Testo estratto |
###
Ma Dexter dai, è figo, pur essendo uno psicopatico.
L’acqua cheta che nasconde profondi disagi. 

È un po’ il Robin Hood dei serial killer. 
(in realtà ho visto solo parte della prima stagione, quindi non so se poi impazzisce del tutto)

Comunque con te da sola non ci esco.


----------



## Nocciola (22 Maggio 2020)

Ci sono stati risultati peggiori


----------



## abebis (22 Maggio 2020)

Non ho fatto quel test, ma se lo facessi non ho dubbi su quale sarebbe il risultato: Brad Majors!


----------



## Brunetta (23 Maggio 2020)

Potremmo anche usare i personaggi delle fiabe o della letteratura che è patrimonio di tutti.
Ad esempio in Cappuccetto Rosso che opinioni avete dei vari personaggi?


----------



## Lostris (23 Maggio 2020)

Brunetta ha detto:


> Potremmo anche usare i personaggi delle fiabe o della letteratura che è patrimonio di tutti.
> Ad esempio in Cappuccetto Rosso che opinioni avete dei vari personaggi?


Il lupo il vero protagonista della storia. 
Non ho mai capito perché deve mettere in piedi tutta la manfrina del travestimento anziché mangiarsela e basta.

Può essere per far crescere l’ansia nella narrazione 

Cappuccetto rosso non si merita il cacciatore.
###
Dati forniti |
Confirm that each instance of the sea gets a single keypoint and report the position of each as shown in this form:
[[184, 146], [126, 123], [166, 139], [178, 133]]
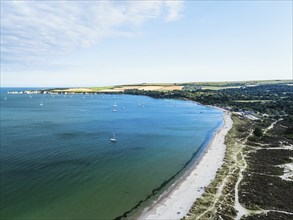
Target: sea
[[58, 160]]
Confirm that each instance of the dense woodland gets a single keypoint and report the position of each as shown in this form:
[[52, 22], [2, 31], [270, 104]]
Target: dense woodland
[[269, 100]]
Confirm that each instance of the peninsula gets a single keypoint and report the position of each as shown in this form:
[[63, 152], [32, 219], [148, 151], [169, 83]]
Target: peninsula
[[252, 176]]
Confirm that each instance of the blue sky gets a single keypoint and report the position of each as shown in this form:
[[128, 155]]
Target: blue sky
[[95, 43]]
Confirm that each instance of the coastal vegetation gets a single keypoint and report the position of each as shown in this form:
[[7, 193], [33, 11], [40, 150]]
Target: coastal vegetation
[[255, 180]]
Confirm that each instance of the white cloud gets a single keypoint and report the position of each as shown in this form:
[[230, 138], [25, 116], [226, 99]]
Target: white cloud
[[32, 31]]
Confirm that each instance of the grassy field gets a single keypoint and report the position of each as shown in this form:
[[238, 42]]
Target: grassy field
[[173, 86]]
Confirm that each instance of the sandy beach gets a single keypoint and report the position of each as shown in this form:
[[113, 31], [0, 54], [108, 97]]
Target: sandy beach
[[176, 203]]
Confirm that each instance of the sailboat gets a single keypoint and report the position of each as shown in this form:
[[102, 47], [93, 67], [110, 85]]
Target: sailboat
[[113, 139]]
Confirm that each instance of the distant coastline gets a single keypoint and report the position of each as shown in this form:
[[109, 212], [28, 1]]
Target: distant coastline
[[177, 203]]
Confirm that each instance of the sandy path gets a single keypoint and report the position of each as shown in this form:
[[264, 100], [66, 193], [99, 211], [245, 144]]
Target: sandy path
[[177, 203]]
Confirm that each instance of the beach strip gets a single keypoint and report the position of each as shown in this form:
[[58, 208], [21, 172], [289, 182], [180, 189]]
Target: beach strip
###
Consegne |
1 – Secondo Lostris nel testo estratto, chi è il vero protagonista di Cappuccetto Rosso?
2 – Trascrivi dal testo estratto il passo che inizia con "Ci sono stati" e finisce con "risultato: Brad Majors!".

Soluzioni |
1 – Il lupo.

2 –
Ci sono stati risultati peggiori


----------



## abebis (22 Maggio 2020)

Non ho fatto quel test, ma se lo facessi non ho dubbi su quale sarebbe il risultato: Brad Majors!